11 Le 17 juin 2010, la plaignante a déposé deux plaintes en vertu des articles 77(1)a) et 77(1)b) de la Loi sur l’emploi dans la fonction publique, L.C. 2003, ch. 33, arts. 12 et 13 (la LEFP), concernant ces nominations intérimaires.

Question en litige

12 Le Tribunal doit décider si l’intimé a abusé de son pouvoir dans ces processus de nomination intérimaire non annoncés.

Analyse

L’intimé a-t-il abusé de son pouvoir dans ces processus de nomination intérimaire non annoncés?

» **Consignes**:
• a. D'après le texte, répondez aux questions suivantes :
(i) À quelle date la plaignante a-t-elle déposé ses plaintes ?
(ii) Que doit décider le Tribunal ?
(iii) Quel intertitre suit la section « Question en litige » ?
• b. Réécrivez le passage du texte qui s'ouvre sur les mots « 11 Le 17 juin » et se clôt sur « ces nominations intérimaires. », en remplaçant « nominations intérimaires » par « nominations temporaires ».

» **Extrait des données**:

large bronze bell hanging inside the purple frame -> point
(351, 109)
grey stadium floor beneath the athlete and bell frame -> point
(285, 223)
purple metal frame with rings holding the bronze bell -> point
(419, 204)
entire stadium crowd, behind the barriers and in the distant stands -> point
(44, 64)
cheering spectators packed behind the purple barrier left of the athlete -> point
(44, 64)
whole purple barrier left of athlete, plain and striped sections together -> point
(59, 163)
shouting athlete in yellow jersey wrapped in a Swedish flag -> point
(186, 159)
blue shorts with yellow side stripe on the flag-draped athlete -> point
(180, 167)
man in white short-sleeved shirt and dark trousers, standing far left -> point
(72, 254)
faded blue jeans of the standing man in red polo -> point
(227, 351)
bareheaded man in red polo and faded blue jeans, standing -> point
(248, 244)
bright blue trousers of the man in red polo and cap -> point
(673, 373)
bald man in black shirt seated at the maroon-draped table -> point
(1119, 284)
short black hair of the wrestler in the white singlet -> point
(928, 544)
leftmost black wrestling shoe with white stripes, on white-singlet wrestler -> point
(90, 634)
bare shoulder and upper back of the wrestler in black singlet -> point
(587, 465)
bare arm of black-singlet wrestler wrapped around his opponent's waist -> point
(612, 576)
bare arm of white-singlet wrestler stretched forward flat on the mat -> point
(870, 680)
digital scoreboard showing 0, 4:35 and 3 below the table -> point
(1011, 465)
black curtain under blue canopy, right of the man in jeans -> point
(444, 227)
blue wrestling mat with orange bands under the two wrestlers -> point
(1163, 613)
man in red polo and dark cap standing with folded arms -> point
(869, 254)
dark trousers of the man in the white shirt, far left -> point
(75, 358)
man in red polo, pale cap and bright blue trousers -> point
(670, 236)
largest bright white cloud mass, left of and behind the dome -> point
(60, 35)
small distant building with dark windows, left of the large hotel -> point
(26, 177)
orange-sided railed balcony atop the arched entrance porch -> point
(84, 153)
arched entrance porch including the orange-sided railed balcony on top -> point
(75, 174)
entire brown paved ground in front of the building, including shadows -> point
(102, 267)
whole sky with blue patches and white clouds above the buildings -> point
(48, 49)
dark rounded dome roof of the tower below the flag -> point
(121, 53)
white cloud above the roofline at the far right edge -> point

» **Réponses attendues**:
• a.
(i) Le 17 juin 2010.
(ii) Il doit décider si l'intimé a abusé de son pouvoir dans ces processus de nomination intérimaire non annoncés.
(iii) Analyse.

• b.
11 Le 17 juin 2010, la plaignante a déposé deux plaintes en vertu des articles 77(1)a) et 77(1)b) de la Loi sur l’emploi dans la fonction publique, L.C. 2003, ch. 33, arts. 12 et 13 (la LEFP), concernant ces nominations temporaires.